[EXCERPT — start]
The interim government has formed a judicial commission to investigate the violence, appointed untainted candidates as ministers and pledged to serve a maximum six-month term. Prime Minister Karki promised diplomats that her government is “non-political” with a “single, non-negotiable mandate”—conducting elections on the stipulated date (March 5 next year).  

Neighborly influence 

The political stability of Nepal affects the entire region. For both the neighbours—China and India—Nepal’s stability is very important. 

India and Nepal have an open border, and India is home to the largest Nepali diaspora. An open border between two sovereign countries is taking a toll on the overall security of both the countries, thanks to a relatively unrestricted movement of people, transnational crimes and illegal trade.  

In order to protect its Tibetan border and further BRI projects, China sees Nepal as strategically significant. Beijing emphasized its commitment to “regional stability” by quickly recognizing the Karki-led government. However, Nepal’s inability to strengthen bilateral ties and repeated changes in administration have become a constant irritant for China.  

 Both the neighbors kept a close watch on the GenZ movement. China voiced hope that “dialogue will restore social order,” while the Indian ambassador was present at Karki’s swearing-in. Our history shows that any extended instability invites outside intervention, teaching us to move with extreme caution. 

Consequences of electoral delays   

If elections do not occur on March 5 next year, Nepal faces dire consequences across multiple dimensions.
[EXCERPT — finish]
[DATASET CONTENT — start]
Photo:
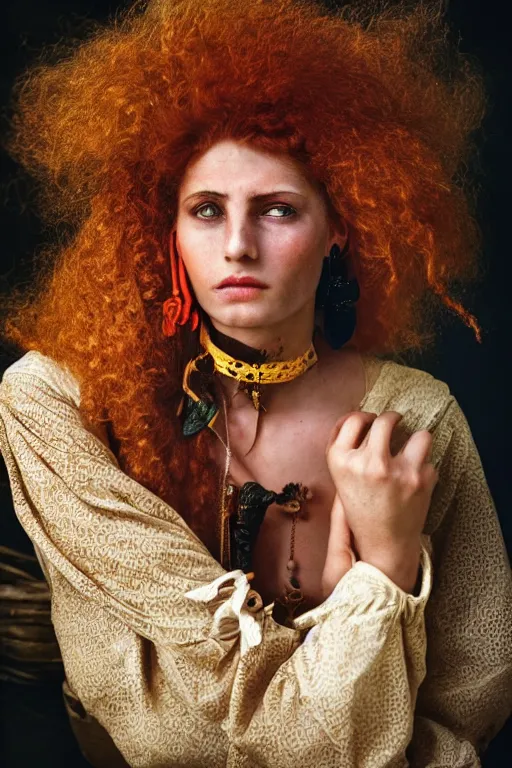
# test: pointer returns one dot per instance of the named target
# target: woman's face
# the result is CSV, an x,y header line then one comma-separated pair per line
x,y
244,213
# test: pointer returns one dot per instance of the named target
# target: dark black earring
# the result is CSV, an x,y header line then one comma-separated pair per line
x,y
337,296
[DATASET CONTENT — finish]
ACTIVITY:
Extract the entire passage on Nepal's interim government and its neighbors, word for word. None of the entries matter here.

THE COMPLETED TASK:
The interim government has formed a judicial commission to investigate the violence, appointed untainted candidates as ministers and pledged to serve a maximum six-month term. Prime Minister Karki promised diplomats that her government is “non-political” with a “single, non-negotiable mandate”—conducting elections on the stipulated date (March 5 next year).  

Neighborly influence 

The political stability of Nepal affects the entire region. For both the neighbours—China and India—Nepal’s stability is very important. 

India and Nepal have an open border, and India is home to the largest Nepali diaspora. An open border between two sovereign countries is taking a toll on the overall security of both the countries, thanks to a relatively unrestricted movement of people, transnational crimes and illegal trade.  

In order to protect its Tibetan border and further BRI projects, China sees Nepal as strategically significant. Beijing emphasized its commitment to “regional stability” by quickly recognizing the Karki-led government. However, Nepal’s inability to strengthen bilateral ties and repeated changes in administration have become a constant irritant for China.  

 Both the neighbors kept a close watch on the GenZ movement. China voiced hope that “dialogue will restore social order,” while the Indian ambassador was present at Karki’s swearing-in. Our history shows that any extended instability invites outside intervention, teaching us to move with extreme caution. 

Consequences of electoral delays   

If elections do not occur on March 5 next year, Nepal faces dire consequences across multiple dimensions.